[Task to carry out] Without including any pictures, copy every line below exactly.

# # # # # # #

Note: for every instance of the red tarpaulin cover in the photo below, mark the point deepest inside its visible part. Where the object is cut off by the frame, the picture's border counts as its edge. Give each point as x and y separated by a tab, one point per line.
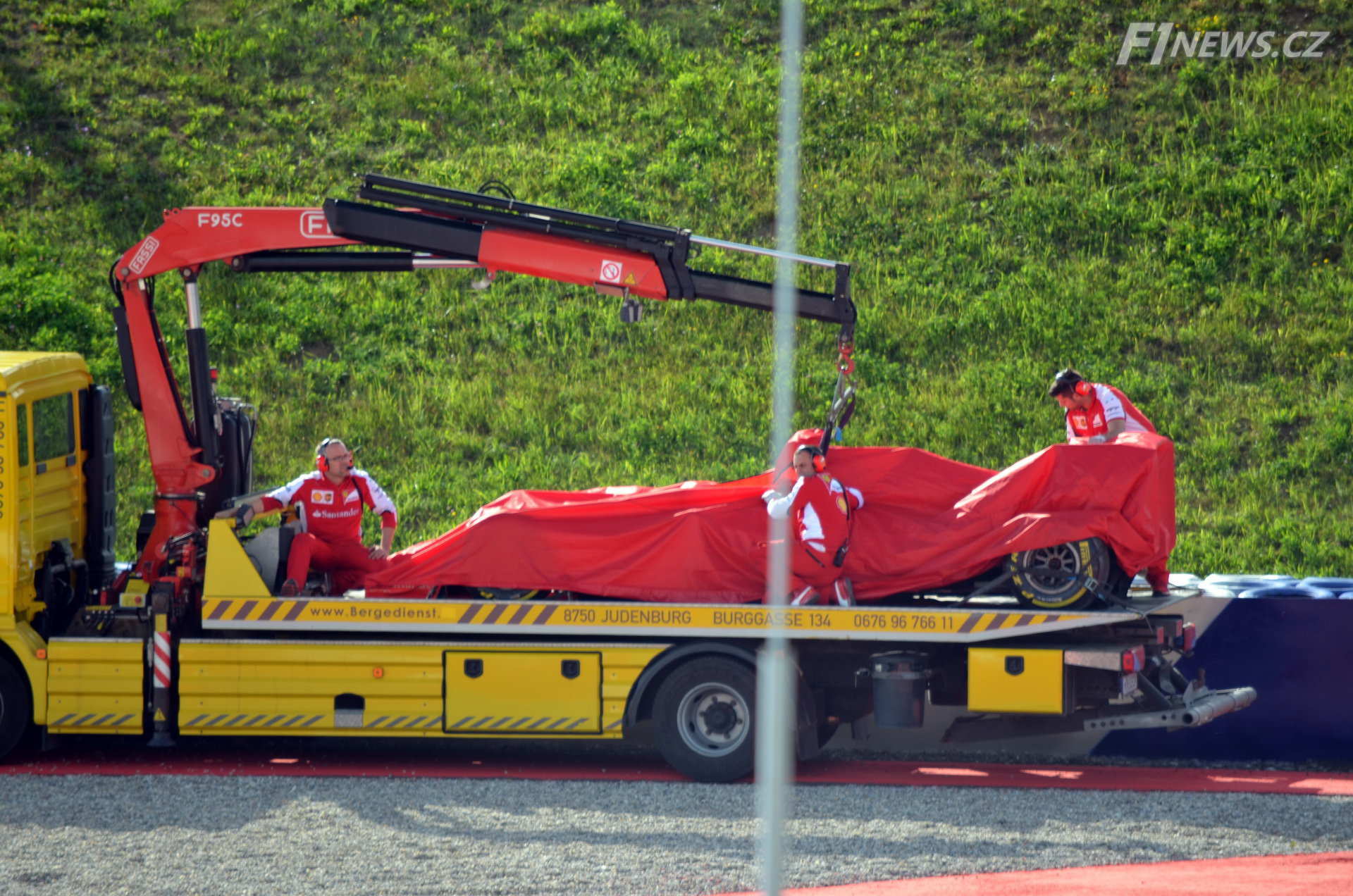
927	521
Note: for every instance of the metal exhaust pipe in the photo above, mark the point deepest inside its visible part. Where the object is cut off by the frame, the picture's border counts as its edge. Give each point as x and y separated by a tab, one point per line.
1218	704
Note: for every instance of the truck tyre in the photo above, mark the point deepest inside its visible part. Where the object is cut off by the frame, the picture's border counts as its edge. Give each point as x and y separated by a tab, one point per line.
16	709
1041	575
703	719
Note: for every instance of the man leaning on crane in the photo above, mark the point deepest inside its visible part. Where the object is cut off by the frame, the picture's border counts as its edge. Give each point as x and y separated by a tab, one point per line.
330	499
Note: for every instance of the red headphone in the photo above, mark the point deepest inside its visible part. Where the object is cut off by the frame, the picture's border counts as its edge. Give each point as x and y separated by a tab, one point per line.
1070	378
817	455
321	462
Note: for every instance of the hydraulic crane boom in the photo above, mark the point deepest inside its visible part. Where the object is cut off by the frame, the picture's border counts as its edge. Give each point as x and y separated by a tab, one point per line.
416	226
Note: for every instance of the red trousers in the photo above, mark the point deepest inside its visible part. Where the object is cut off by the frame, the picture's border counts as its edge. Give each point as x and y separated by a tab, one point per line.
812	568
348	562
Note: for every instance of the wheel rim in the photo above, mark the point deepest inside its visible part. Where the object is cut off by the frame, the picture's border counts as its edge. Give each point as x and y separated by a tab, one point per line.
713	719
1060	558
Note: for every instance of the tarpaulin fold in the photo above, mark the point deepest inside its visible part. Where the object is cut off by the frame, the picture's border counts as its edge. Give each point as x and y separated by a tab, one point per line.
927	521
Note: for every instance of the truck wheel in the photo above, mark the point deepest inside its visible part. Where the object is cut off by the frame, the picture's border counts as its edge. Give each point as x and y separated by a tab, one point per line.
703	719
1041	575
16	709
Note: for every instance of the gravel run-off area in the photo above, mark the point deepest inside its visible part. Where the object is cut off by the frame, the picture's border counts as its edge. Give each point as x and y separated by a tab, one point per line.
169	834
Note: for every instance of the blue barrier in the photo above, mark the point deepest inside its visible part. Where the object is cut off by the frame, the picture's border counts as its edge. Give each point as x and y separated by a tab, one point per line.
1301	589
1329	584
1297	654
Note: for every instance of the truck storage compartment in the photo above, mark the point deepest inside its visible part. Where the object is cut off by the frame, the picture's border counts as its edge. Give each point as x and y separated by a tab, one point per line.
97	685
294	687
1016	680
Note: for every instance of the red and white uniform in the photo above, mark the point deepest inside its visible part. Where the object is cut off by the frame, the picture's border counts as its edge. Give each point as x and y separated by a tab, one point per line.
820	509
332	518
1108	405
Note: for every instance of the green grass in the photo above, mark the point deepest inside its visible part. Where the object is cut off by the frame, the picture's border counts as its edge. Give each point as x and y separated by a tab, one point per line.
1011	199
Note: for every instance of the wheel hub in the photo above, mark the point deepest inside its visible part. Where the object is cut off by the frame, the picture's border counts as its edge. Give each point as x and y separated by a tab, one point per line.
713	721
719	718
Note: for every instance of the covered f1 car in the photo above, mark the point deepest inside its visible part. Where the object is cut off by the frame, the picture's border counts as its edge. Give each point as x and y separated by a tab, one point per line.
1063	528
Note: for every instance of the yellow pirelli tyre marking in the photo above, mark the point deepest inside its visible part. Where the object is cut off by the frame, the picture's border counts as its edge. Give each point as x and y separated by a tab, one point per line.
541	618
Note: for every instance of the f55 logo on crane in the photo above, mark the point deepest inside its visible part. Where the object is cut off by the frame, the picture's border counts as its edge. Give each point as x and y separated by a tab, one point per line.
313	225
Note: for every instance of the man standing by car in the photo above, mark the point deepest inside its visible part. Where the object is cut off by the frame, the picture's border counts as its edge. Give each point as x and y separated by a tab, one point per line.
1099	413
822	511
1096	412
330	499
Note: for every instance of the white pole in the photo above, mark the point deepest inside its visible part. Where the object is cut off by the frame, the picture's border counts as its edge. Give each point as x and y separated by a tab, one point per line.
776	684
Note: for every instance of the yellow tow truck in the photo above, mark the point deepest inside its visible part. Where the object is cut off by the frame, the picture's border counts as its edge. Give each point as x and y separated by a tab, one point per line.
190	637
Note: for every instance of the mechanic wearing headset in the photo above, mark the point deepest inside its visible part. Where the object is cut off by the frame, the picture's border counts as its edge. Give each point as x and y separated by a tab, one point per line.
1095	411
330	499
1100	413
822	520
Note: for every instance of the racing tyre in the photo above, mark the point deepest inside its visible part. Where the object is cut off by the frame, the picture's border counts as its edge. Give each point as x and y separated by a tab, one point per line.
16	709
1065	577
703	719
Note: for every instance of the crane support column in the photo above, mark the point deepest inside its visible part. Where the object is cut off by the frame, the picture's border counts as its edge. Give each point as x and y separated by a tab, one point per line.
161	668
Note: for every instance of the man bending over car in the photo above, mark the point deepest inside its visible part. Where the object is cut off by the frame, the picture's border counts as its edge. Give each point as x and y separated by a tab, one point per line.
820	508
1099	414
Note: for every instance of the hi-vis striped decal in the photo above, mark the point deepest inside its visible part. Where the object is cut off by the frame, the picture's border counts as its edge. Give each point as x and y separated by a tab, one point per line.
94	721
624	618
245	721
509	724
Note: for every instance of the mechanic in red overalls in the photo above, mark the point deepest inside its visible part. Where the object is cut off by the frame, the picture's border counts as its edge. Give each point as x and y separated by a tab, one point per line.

# # # # # # #

[Result below]
Note: for every instance of the red tarpaulin cover in the photo below, mark the point deepest inside its visible part. Where the object is cut off by the frame, the picture's border counts as its edge. Give each point as x and y separated by a tab, one point per line.
927	521
Note: for every instance of the metal exhaust pipe in the photo above, mark the point deepest inside its visible part. Where the object is cut off by the frame, the picture's border counts as its edge. Give each point as x and y separated by a tab, one point per line.
1218	704
Note: for every instance of the truck tyre in the photo above, mark the point deepest inside its visible part. Where the object is cut off by the frame, the picture's border counts as its edge. Give each point as x and y separated by a tab, one point per line.
16	709
1041	575
703	719
Note: for every instance of the man leaning on crane in the photo above, mark the point deepest inside its visible part. Where the object is cut off by the frame, the picture's border counts as its edge. Give each point as x and y separated by a tab, one point per line.
330	499
Note: for every instance of the red headphone in the photo above, mark the point deepest inside its visible part. Where the object is cut off by the frame, the picture's border counts as its edge. Give each point as x and y separated by a tab, one point per line.
1070	378
817	455
321	462
Note: for every instance of the hydraulic crane boom in the photo above, mark the point deepest inside its visible part. Where the object is cut off by the frame, the picture's border counts as its edge. Give each point as x and y separated by a tab, one point per line.
416	226
Note: for every instance of the red trousers in the photo above, mark the point deepest inside its visible part. Where the object is cut off by the frame, the picture's border counts as its edge. Give each point as x and y separated by a tab, one point per line.
812	568
348	562
Note: for every instance of the wheel rim in the photo above, mark the point deepest inside its visible part. Where the object is cut off by the frame, the picture's border counts as its edge. Give each point as x and y separated by a tab, one point per line.
713	719
1060	558
Note: for every instance of the tarpaulin fold in the photo above, mark the point deepest inside its visible part. Where the object is cut off by the frame, the picture's border counts as its edge. Give each point as x and y separated by a tab, one point per line.
927	521
Note: for every instance of the truck wheel in the photo above, mark the point deepest inside its visible part. Where the object is cut off by the frame, the picture's border counts as its edge. Give each point as x and y separated by a tab, one point per line.
703	719
1041	575
16	709
Note: for every instance of the gravel run-off area in the photo above, mark the point deepest inside its visible part. Where the object is cut off by the frame, the picture's border counts as its edge. Give each point as x and y separated by a tab, one point per line.
169	834
Note: for every instance of the blue barrier in the photo above, mark the point deepest inside its visible part. Where the object is cut off by the frame, the picture's border counts as its edge. Give each point as x and y separated by a tab, one point per line.
1301	589
1329	584
1297	654
Note: for every instance of the truck storage compartment in the photo above, mark the point deepest inside its visible part. Where the object is cut off by the frame, the picture's border counts as its edge. Give each point as x and y separated by a tab, one point per line.
97	685
294	687
1016	680
Note: for every instance of the red and white uniform in the photo above, mark the point deepest inside its visible part. Where the object is cut off by the frame, the picture's border counts as its edge. Give each point as x and y separated by a tab, one point per line.
820	509
332	518
1108	405
Note: for every instance of the green grass in the photo above, mark the point deepest inside its visible part. Where the object is cut off by the frame, the picture's border counts as its edge. Give each point as x and y separated by a tab, one point per line.
1011	199
Note: for every instance of the wheel hub in the photo above, mark the point deepest inside its visible part. Where the object is cut off by the frame, the picture's border counts as its edge. Give each point as x and y separated by a tab, one point per line.
713	721
719	718
Note: for every instance of the covered f1 car in the photo above, mark the point deepest inside its visible part. Where the object is cut off by the frame, the picture's border counts as its edge. Give each point as x and y separated by a tab, one point per line.
1063	528
Note: for every instance of the yellow pirelli tyre marking in the photo above, mark the point deepest inside its visible part. Where the object is cut off by the frame, the picture's border counts as its edge. Give each point as x and y separated by a tab, one point per line.
541	618
Note: for every instance of the f55 logo on crane in the photo above, mark the point deepest inside its visible part. Where the object is cut off by the frame, the picture's border counts as its edge. Give each point as x and y separated by a tab, one point per line.
313	225
Note: for every instance of the man standing by car in the photo above, mark the point deepest inside its visible part. Where the object is cut off by the frame, the picture's border counts as its edge. Give each point as x and y separated by a tab, one point per line.
1099	413
822	511
1096	412
330	499
Note: for every instance of the white pole in the photo above, mark the point deepest inside its visible part. Where the object is cut off by the frame, the picture's border counts as its edge. Give each point as x and y separated by a tab, one point per line.
776	684
Note: for every instance of the yellow tow truck in the photo above, mark the point deepest inside its visible part. Where the object is cut off by the frame, the picture's border counts as its edge. Give each point as x and y separated by a tab, one point per line.
190	637
Note: for every instance of the mechanic wearing headset in the photo above, mark the point deepest inside its visible part. Where the object is cut off by the frame, the picture's border counts as its edge. Give each point as x and y separated by a tab, one point per line.
1095	411
330	499
1100	413
822	520
Note: for every instance of the racing tyre in the photo above, mark the point deepest inside its visible part. Where the object is cut off by the frame, the picture's border counts as its edge. Give each point as x and y separated by a tab, one point per line.
16	709
1065	577
703	719
Note: for every instance of the crane support column in the photo above, mark the point deepest inside its visible part. Where the object is cut off by the frame, the picture's border counts as its edge. Give each point as x and y separated by a tab, one point per line.
161	668
Note: for every instance of the man bending over car in the photo above, mark the point deepest inside its visible part. Where the object is cut off by the frame, the picture's border counts as its edge. Give each point as x and y separated by a tab, one point per line.
820	508
1099	414
Note: for every instance of the hi-vis striped decal in the photo above, mark the point deepest inside its visible part. Where the object is cut off by the frame, the picture's border counts as its edge. Give each point as x and y separated by a tab, one point per line.
94	721
624	618
245	721
509	724
Note: for every instance of the mechanic in red overalls in the photo above, mark the point deepest inside its visible part. Where the object is cut off by the frame, the picture's border counts as its edge. Give each point as x and y separated by a tab, one point per line.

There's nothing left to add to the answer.